BEGIN Text passage

The interventions were categorised as per WHO classification of digital health interventions.30 Arm 1 (intervention arm) was an on-demand information service to clients (WHO Classification 1.6). Participants received access to one domain of ARMADILLO content (eg, ‘puberty and anatomy’ or ‘pregnancy prevention’) each week and could request any ‘subdomain’ that interested them from the menu (eg, ‘menstruation’ or ‘physical changes’ for the puberty and anatomy domain or ‘implants’ or ‘male condoms’ for the pregnancy prevention domain) for free for the entire week (see online supplemental figure 1). Arm 2, (contact arm) employed targeted client communication (WHO Classification 1.1). Participants received the same system-initiated contacts as arm 1 participants but without access to the ARMADILLO content itself. Instead, a once-weekly SMS alerted them to an SRH domain for that week (eg, relationships, pregnancy, HIV) and encouraged them to learn on their own (see online supplemental figure 2). At the end of the week, participants in both arms were provided with a single SMS-based quiz question on that domain’s content. If the participant answered (correctly or not), they received a small amount of airtime (1USD). Intervention and contact messages were available in either Swahili or English, per the participant’s preference. All SMS costs were reverse-billed to the study, so intervention and contact arm participants incurred no costs from their participation. Those randomised to arm 3 (control arm) received standard of care (no messages).

Figure 1

ARMADILLO Kenya’s Consolidated Standards of Reporting Trials diagram. ARMADILLO, Adolescent/Youth Reproductive Mobile Access and Delivery Initiative for Love and Life Outcomes; CC, complete case; PP, per protocol.

Figure 2

Checking the normality of the absolute changes in the myths believed.

Assessments and outcome

The primary outcome was assessed using an index developed by the research team of 10 contraception myths and misconceptions (box 1). These were identified based on literature review and a series of focus group discussions with young people prior to the start of the RCT. In these sessions, young people used individual activities and group discussion centred around short vignettes of young couples thinking about starting contraception to describe local concerns around contraception use.31 At baseline and endline, RCT participants were asked to state how much they agreed or disagreed with a given statement based on a four-point Likert scale.

END Text passage
BEGIN Study material

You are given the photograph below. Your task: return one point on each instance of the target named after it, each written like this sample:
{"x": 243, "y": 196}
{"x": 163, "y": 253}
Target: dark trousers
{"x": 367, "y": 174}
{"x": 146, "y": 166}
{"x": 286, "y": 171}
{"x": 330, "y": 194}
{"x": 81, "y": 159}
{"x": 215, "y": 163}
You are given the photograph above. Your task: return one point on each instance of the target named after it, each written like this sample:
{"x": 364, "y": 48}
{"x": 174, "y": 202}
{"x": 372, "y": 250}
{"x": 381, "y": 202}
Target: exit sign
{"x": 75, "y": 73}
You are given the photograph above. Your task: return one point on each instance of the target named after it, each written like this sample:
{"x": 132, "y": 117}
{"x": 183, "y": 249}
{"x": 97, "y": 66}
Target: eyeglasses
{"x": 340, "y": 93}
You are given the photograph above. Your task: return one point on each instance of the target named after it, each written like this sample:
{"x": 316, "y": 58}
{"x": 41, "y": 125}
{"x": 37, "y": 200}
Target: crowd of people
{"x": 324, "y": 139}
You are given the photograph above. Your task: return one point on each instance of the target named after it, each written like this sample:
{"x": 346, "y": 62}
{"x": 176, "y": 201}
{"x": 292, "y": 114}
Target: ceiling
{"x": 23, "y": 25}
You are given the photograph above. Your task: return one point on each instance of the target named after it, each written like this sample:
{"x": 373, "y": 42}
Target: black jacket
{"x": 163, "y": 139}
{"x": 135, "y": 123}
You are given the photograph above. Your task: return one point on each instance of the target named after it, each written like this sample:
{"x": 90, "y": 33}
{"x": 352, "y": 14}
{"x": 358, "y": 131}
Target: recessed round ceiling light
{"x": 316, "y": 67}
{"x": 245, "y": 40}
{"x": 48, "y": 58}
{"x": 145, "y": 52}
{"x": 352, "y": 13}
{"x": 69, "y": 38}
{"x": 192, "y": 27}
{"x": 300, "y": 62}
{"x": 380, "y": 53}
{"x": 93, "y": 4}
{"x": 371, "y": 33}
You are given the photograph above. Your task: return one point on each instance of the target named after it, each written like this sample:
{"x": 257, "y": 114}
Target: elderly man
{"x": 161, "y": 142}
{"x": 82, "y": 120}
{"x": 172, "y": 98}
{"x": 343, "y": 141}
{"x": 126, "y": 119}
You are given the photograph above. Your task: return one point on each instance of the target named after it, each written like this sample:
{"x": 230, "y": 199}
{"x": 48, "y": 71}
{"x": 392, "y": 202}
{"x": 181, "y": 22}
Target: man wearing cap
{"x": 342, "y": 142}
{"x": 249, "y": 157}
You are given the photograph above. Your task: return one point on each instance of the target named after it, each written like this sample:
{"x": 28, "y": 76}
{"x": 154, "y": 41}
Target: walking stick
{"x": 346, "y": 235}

END Study material

Task set ▸
A - In the ARMADILLO trial text, what did a participant receive for answering the end-of-week quiz question?
B - Resume the ARMADILLO trial text after its last sentence.
The lines have nothing to do with the ARMADILLO trial text.

Activity answers ▸
A - A small amount of airtime (1USD), whether the answer was correct or not.

B -
Box 1

Myths and misconceptions

  • Health—People who use contraceptives end up with health problems.

  • Body shape—Hormonal contraceptives are fattening.

  • Infertility—(1) After a woman uses contraceptive methods, it is difficult to get pregnant, and (2) use of a contraceptive injection can make a woman permanently infertile.

  • Harm—Contraceptives can harm a woman’s womb.

  • Sex drive—Contraceptives reduce women’s sexual urges.

  • Cancer—Contraceptives can cause cancer.

  • Malformations—Contraceptives can give you deformed babies.

  • Social constructs—(1) Birth control should be a female concern and (2) women who use family planning/birth-spacing may become promiscuous.

Sample size

The sample size was calculated such that it provided 80% power to detect a 10% change in mean number of myths believed from baseline to endline, assuming that baseline level of belief was 55%, type 1 error at 5% using two-sided Z test with continuity correction and unpooled variance and accounting for a dropout rate of up to 20%. The sample size accounted for Bonferroni correction due to three-arm pairwise comparisons. Based on the aforementioned, a minimum number of participants to be sampled was 705, split evenly across intervention, contact and control arms (1:1:1).

Randomisation procedures

Participants were individually randomised to either intervention, contact or control group using a ratio of 1:1:1 as per computer-generated randomisation schedule developed using Node.js and docker. All the study participants had equal probability of being assigned to either arm. Allocation took place after the participant had completed the baseline survey. ARMADILLO was an open-label trial; however, neither the technological partner nor the research team had any control of arm assignments.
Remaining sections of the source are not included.